▸ Work item: Every entry that follows should be output exactly, and every image in it left out.

▸ Study material:
Content starts

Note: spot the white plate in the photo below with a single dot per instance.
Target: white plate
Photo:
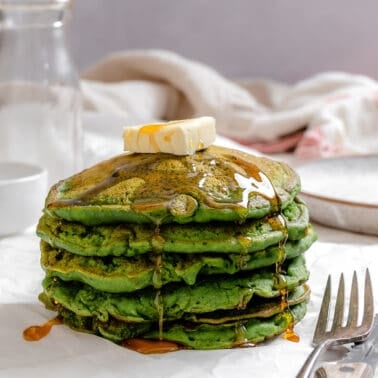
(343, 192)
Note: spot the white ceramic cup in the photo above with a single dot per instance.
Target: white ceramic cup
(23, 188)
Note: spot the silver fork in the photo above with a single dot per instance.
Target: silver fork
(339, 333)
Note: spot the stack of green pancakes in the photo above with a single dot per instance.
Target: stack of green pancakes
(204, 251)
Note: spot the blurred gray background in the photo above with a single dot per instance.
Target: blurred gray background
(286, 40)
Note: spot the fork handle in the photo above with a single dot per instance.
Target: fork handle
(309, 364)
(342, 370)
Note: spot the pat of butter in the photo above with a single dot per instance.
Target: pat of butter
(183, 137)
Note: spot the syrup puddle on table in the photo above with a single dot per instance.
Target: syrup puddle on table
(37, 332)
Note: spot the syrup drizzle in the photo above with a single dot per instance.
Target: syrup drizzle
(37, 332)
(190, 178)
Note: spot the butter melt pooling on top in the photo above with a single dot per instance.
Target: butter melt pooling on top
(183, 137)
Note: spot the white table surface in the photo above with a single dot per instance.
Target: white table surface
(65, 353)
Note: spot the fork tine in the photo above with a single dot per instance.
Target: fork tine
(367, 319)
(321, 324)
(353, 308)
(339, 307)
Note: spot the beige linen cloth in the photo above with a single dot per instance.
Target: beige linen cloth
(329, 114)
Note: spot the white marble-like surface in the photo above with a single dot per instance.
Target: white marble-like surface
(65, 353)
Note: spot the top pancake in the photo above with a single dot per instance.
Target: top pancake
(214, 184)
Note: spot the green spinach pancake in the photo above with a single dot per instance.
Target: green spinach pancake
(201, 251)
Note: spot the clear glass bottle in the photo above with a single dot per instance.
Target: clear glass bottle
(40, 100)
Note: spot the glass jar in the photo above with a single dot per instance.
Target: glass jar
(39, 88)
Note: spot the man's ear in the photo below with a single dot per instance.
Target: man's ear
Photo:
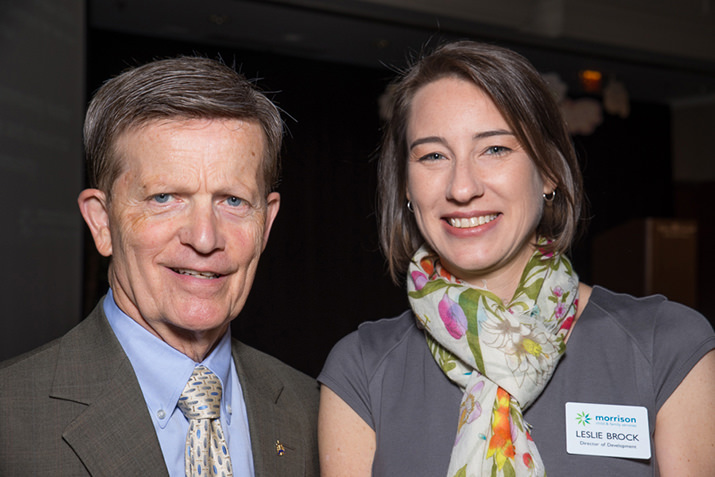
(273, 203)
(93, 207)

Content ends

▸ Written answer:
Note: spot the white plate in the photo below with a single dot per instance.
Target: white plate
Photo:
(343, 192)
Note: spot the white ceramic cup in the photo above with a single dot per instance.
Target: white ceramic cup
(23, 188)
Note: spot the silver fork in the photo above with a single dot per instance.
Target: silver fork
(339, 333)
Note: spot the stack of green pancakes in the photo above with a single dot per instance.
Target: stack of green pancakes
(204, 251)
Note: spot the blurred gray background in the photo above with a single dot per instance.
Target: blurred gray background
(286, 40)
Note: spot the fork handle in the photo above with a single dot per instance.
Target: fork handle
(309, 364)
(342, 370)
Note: spot the pat of butter in the photo above with a single dot per instance.
Target: pat of butter
(183, 137)
Note: spot the syrup puddle on table in the photo above with a single dot per instance.
Target: syrup puddle on table
(37, 332)
Note: spot the syrup drizzle in the photo above with a single dot per instance.
Target: syrup drizzle
(37, 332)
(190, 178)
Note: spot the butter melt pooling on top in the photo above with a single dot per instance.
Target: butter melt pooling on top
(183, 137)
Note: spot the white table surface in the photo above with a single dot per instance.
Target: white table surface
(65, 353)
Note: spot the fork tine in the photo above with a single dot per instance.
Target: fork tine
(367, 319)
(321, 324)
(353, 308)
(339, 307)
Note: spot the beige linen cloth in the photo above with a single dot per instance.
Target: beige linen cloth
(329, 114)
Note: spot the white marble-like surface in the photo above with a single dot per instance.
Target: white marble-like surface
(65, 353)
Note: spot the top pancake in the photo above with a single dot per instance.
Target: top pancake
(214, 184)
Note: spot the green spinach pancake in the photo above with a single dot per instance.
Target: green spinach pancake
(201, 251)
Note: spot the clear glass bottle in the photo above with a single dot per instance.
Target: clear glass bottle
(40, 100)
Note: spot the glass jar in the photo above with a single dot per instance.
Target: glass jar
(39, 88)
Note: spot the man's ear in the photo below with a single dot per instance.
Target: man's ear
Photo:
(273, 203)
(93, 207)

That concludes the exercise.